▸ **Aim**
State how many lines of the records below contain the word "tree". Reply with the number only.

[Dataset excerpt]
++++++++
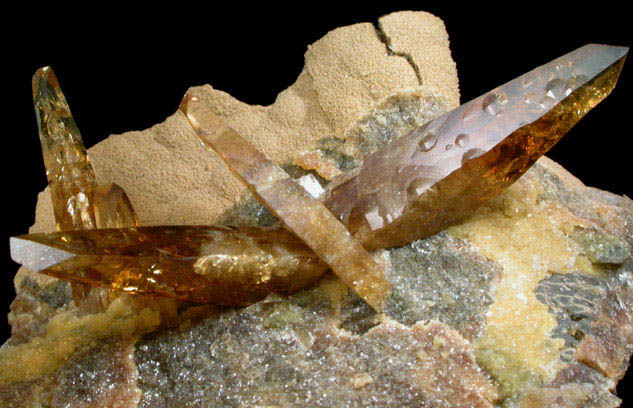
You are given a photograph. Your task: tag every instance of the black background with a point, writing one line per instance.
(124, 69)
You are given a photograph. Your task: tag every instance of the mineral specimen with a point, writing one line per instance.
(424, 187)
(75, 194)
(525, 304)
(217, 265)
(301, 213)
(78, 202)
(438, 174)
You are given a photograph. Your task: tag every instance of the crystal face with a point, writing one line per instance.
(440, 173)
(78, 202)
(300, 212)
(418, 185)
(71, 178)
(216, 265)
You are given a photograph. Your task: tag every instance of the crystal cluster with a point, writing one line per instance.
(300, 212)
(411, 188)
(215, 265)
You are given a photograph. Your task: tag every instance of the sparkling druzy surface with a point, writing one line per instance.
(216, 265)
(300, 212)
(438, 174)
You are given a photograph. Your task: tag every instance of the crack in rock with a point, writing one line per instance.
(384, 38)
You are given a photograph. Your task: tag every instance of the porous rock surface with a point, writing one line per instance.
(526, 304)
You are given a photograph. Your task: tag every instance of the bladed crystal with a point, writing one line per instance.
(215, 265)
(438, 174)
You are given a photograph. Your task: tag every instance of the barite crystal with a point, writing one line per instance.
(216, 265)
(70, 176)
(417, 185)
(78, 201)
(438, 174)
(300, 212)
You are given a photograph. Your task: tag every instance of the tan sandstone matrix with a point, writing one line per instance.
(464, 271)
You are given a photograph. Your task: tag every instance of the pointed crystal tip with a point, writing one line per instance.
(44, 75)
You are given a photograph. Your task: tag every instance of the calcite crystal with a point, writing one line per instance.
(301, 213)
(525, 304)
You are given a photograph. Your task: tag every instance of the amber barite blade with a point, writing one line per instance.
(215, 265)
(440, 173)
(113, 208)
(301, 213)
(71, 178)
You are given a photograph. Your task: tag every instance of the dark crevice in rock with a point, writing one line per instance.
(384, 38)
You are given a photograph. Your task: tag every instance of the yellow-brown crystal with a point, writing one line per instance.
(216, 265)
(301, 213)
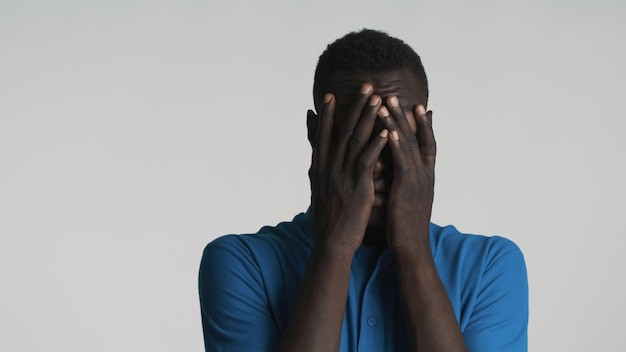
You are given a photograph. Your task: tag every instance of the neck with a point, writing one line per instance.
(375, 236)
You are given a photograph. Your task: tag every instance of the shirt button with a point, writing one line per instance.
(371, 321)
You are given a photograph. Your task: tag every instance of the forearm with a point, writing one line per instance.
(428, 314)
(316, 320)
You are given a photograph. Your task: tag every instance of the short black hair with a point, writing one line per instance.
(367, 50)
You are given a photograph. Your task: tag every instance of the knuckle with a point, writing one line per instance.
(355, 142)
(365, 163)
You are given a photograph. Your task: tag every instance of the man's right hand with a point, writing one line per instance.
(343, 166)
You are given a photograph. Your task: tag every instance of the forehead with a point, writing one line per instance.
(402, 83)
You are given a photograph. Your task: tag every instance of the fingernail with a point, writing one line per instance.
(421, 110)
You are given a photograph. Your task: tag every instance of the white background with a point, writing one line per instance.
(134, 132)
++++++++
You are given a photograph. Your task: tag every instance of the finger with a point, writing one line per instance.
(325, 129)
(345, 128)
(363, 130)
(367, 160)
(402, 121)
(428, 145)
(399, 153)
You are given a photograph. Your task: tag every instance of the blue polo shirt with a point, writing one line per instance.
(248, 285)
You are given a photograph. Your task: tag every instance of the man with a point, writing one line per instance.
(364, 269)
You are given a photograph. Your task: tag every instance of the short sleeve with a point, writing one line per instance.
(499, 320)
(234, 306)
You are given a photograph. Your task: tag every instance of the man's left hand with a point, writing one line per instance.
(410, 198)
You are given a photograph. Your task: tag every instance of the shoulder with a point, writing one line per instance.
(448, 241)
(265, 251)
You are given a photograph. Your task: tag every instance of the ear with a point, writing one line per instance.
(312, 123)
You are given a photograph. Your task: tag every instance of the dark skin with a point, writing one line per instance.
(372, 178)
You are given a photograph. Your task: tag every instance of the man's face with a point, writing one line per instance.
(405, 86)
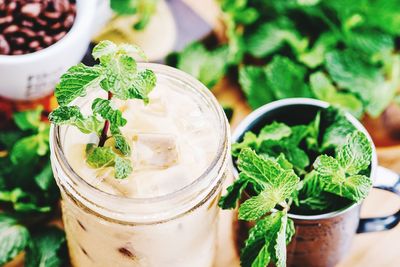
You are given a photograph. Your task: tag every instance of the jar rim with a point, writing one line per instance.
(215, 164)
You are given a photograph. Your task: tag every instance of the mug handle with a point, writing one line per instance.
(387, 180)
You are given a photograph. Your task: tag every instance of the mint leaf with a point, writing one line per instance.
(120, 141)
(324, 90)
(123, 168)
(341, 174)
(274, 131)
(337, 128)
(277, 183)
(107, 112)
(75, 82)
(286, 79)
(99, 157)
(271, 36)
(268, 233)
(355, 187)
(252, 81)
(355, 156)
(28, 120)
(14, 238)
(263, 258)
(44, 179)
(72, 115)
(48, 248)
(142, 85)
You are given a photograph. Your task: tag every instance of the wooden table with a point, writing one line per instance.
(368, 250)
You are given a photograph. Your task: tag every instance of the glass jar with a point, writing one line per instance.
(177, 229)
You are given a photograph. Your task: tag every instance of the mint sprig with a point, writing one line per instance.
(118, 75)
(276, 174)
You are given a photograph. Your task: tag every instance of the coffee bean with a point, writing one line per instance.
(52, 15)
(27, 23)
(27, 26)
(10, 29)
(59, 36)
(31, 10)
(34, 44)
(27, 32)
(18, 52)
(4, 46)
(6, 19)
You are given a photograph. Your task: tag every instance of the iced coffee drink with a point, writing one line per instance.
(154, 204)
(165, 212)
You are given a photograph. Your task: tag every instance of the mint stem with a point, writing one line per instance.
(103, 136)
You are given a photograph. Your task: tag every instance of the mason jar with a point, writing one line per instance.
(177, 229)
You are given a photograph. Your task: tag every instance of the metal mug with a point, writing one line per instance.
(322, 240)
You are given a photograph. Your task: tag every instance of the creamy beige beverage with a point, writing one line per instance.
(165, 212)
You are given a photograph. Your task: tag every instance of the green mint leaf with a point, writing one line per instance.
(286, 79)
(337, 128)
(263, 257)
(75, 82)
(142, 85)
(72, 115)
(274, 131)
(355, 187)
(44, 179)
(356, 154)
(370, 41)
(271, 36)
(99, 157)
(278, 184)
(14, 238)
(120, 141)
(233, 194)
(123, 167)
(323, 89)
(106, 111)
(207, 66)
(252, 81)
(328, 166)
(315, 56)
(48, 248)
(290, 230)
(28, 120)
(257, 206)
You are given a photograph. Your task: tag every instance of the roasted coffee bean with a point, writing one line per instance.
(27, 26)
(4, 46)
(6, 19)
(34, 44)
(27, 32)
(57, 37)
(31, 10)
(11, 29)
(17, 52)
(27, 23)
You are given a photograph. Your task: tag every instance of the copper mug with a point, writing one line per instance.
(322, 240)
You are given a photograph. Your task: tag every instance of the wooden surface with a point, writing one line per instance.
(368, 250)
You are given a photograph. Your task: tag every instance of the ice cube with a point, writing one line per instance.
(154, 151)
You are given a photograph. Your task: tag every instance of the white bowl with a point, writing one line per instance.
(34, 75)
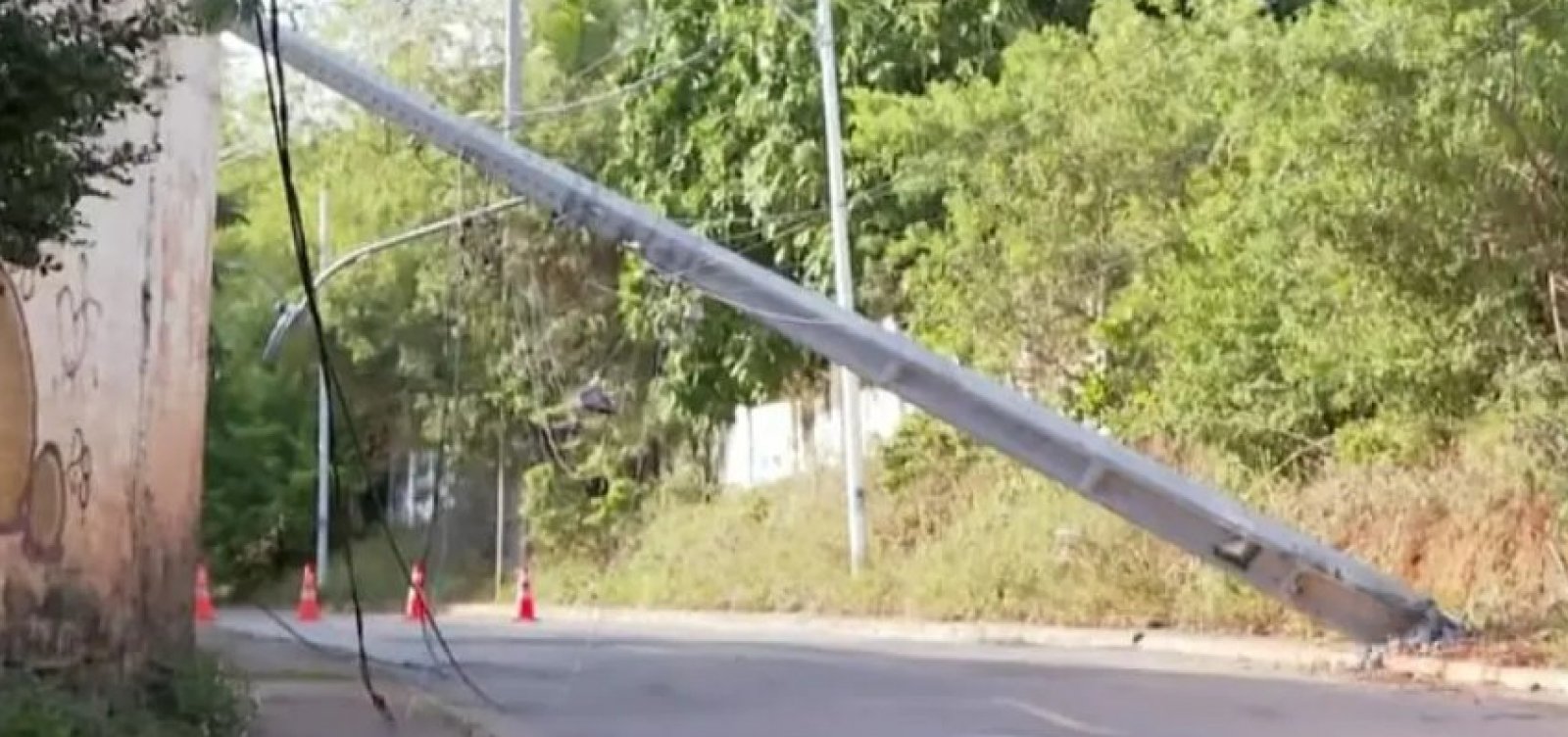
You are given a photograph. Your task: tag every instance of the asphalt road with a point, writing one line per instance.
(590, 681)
++++++++
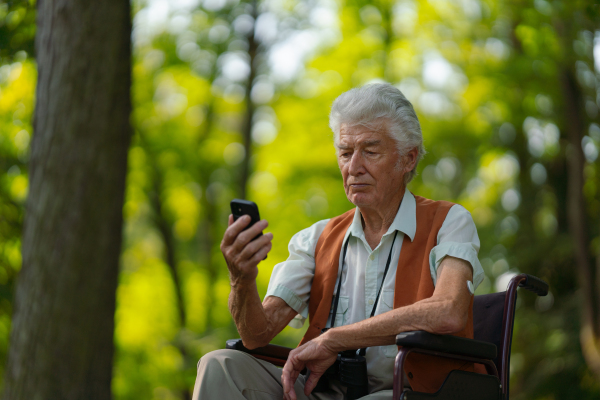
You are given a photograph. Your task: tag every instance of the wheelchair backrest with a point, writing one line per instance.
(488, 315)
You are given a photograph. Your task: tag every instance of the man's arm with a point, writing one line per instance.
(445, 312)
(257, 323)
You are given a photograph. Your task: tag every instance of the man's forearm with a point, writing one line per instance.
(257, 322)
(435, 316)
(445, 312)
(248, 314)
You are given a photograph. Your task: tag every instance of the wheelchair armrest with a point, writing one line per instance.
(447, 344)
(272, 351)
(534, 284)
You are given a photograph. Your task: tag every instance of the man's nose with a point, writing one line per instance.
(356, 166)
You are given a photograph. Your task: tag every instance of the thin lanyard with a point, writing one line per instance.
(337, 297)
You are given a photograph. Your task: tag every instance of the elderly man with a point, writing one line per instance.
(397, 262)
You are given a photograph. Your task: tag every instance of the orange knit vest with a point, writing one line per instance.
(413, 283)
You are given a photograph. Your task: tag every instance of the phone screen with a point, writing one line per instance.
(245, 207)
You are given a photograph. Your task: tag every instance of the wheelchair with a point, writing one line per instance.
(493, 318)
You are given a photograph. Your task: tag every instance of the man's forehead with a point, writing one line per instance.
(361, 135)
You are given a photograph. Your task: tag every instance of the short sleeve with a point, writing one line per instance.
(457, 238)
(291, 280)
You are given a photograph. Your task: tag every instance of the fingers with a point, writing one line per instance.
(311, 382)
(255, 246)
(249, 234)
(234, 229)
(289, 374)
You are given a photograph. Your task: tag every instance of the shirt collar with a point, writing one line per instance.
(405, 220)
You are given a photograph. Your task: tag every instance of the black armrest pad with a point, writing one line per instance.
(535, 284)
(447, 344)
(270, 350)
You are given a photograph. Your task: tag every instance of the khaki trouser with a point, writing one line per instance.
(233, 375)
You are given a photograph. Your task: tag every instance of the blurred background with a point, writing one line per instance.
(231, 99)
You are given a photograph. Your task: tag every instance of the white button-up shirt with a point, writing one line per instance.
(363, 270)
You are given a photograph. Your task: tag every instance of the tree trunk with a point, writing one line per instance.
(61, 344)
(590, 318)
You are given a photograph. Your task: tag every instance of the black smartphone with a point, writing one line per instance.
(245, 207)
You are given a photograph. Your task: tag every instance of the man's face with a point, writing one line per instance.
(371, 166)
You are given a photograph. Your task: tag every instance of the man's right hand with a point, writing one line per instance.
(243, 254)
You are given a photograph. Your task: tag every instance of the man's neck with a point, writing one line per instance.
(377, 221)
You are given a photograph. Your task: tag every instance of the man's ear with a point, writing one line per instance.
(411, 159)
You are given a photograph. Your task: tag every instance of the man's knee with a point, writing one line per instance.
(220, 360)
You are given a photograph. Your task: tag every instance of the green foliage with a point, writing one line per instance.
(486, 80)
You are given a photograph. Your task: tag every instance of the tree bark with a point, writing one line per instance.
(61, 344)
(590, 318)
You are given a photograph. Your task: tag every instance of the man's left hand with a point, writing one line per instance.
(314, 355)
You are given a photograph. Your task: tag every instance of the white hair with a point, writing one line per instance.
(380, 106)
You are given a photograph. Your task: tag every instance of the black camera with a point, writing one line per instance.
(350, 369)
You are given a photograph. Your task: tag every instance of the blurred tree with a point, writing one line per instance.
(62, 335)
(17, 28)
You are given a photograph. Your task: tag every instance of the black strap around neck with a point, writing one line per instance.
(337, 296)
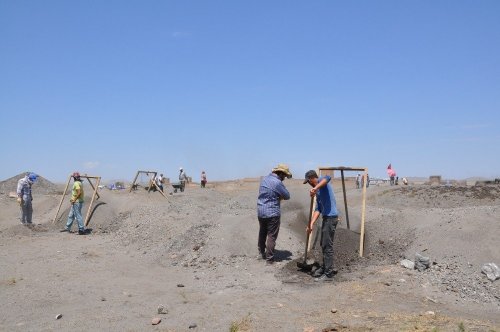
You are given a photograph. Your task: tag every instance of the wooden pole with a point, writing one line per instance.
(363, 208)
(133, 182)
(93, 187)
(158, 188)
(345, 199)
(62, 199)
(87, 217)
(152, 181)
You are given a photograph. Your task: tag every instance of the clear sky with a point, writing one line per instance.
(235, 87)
++++++++
▸ **Task response**
3